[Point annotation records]
▼

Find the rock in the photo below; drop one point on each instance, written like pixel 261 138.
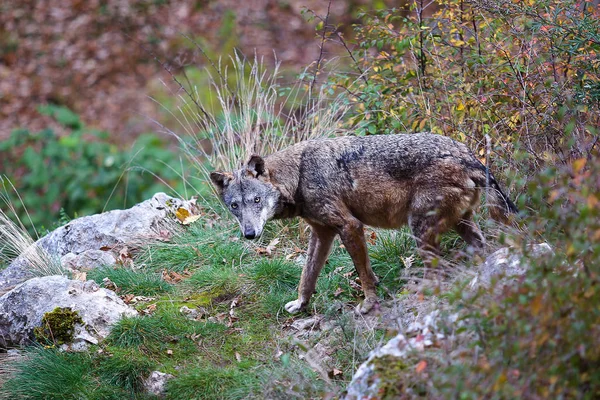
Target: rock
pixel 87 241
pixel 156 384
pixel 22 310
pixel 508 263
pixel 89 259
pixel 367 382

▲

■ **What you will do**
Pull out every line of the data above verbatim, omitting the picture.

■ **Completed exercise**
Find the rock in the photo below; drop one point on each instance, written like pixel 261 138.
Target: rock
pixel 87 241
pixel 156 384
pixel 22 310
pixel 508 263
pixel 89 259
pixel 367 382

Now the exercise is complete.